[Start THE RECORDS]
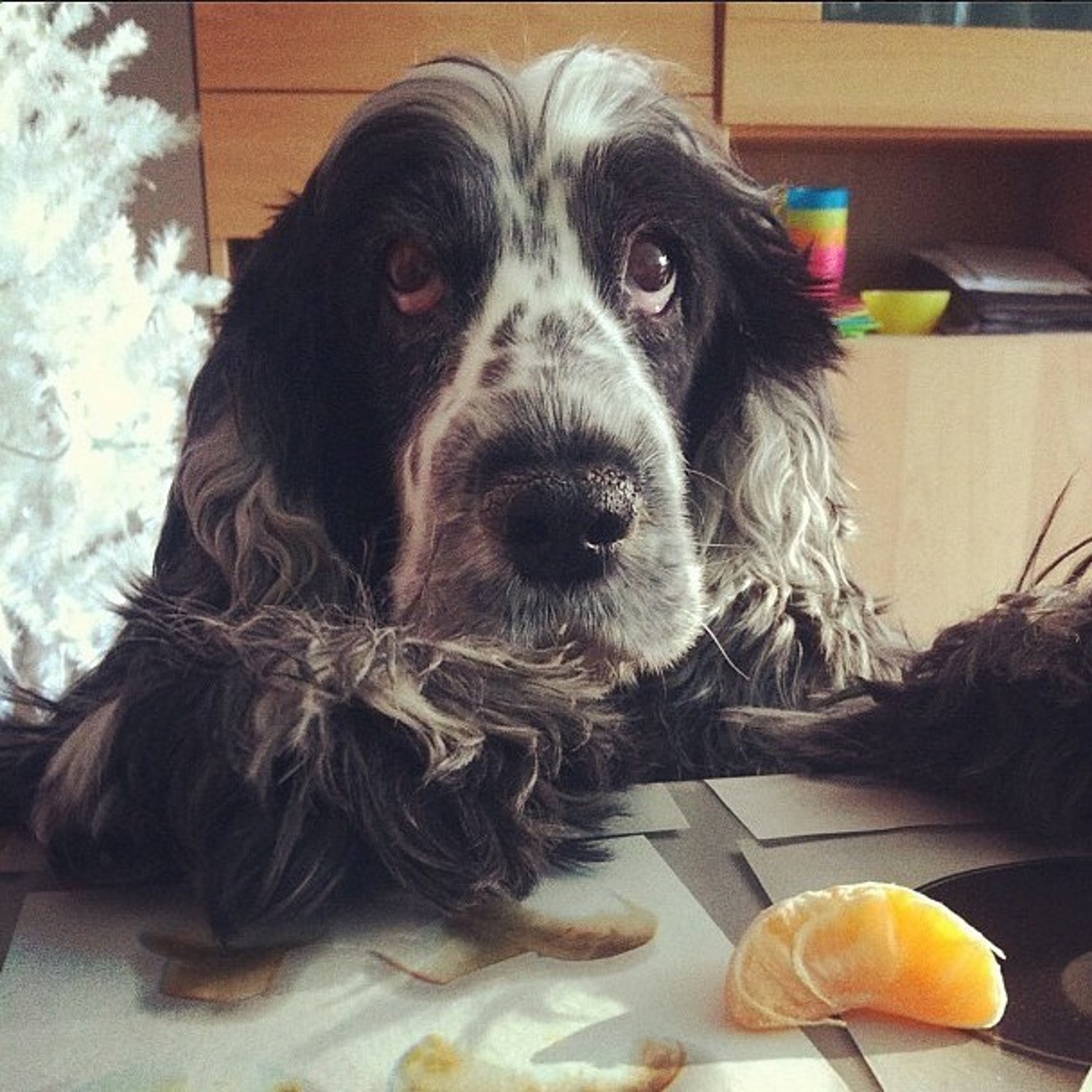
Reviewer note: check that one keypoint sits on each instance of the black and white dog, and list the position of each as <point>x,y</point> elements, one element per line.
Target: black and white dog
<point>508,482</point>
[End THE RECORDS]
[Start THE RECORDS]
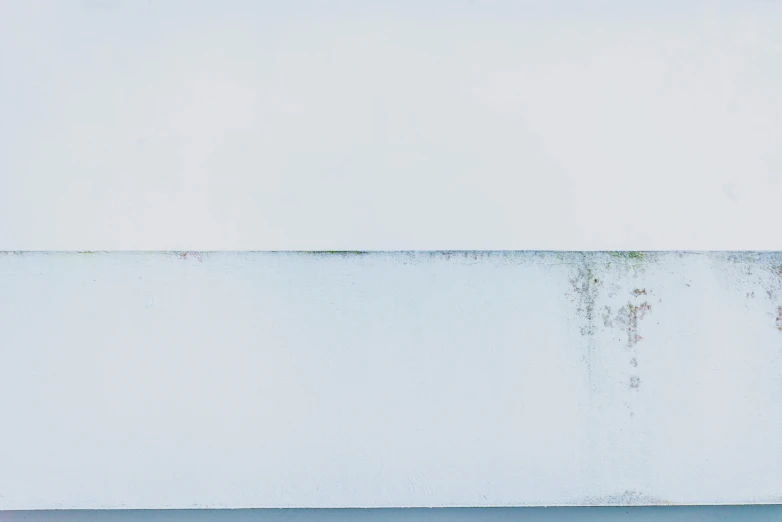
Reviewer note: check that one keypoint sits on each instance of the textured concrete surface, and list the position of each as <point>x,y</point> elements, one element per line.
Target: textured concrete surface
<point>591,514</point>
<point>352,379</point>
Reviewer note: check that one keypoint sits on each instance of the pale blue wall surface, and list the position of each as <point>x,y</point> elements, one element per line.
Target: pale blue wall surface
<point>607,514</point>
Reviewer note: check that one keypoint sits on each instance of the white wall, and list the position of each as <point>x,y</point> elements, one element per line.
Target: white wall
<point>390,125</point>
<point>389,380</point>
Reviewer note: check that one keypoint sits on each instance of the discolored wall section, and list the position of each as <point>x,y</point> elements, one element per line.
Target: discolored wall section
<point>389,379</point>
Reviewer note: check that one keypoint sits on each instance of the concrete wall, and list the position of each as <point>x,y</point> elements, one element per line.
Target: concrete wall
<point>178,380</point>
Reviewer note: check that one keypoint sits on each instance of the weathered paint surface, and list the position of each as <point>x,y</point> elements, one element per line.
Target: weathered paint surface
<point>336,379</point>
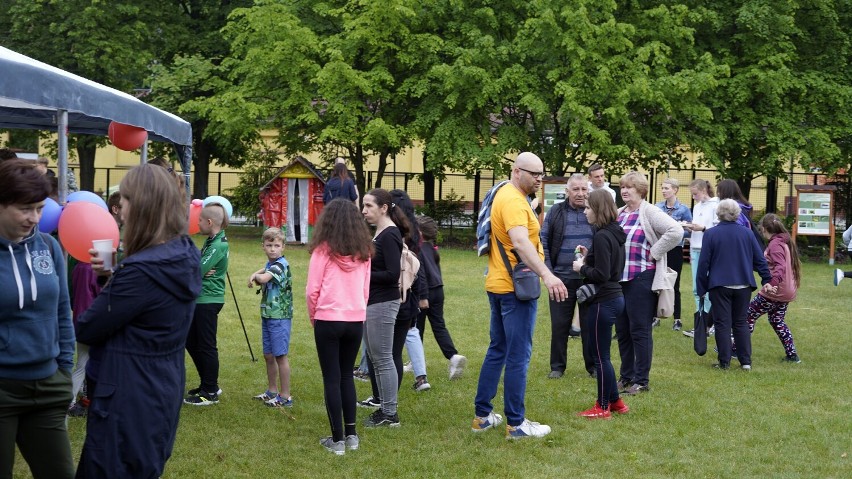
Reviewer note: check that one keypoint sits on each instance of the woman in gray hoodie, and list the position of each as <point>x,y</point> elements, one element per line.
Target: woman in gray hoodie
[End THE RECORDS]
**EXERCISE REQUIREMENTS:** Reproduce the data above word for word, beginning with the line that contains "of the discolored" and ending with the line that contains "<point>178,380</point>", both lines included.

**EXERCISE RESPONSE:**
Reviewer note: check that one keypoint sits on each instance of the discolored wall section, and list the position of each as <point>x,y</point> elements, one element per line.
Target: discolored wall section
<point>389,379</point>
Reviewer note: check that one keypoint sits on each instance of the concrete wall, and list the position of each as <point>x,y</point> elements, one element per line.
Target: concrete wall
<point>178,380</point>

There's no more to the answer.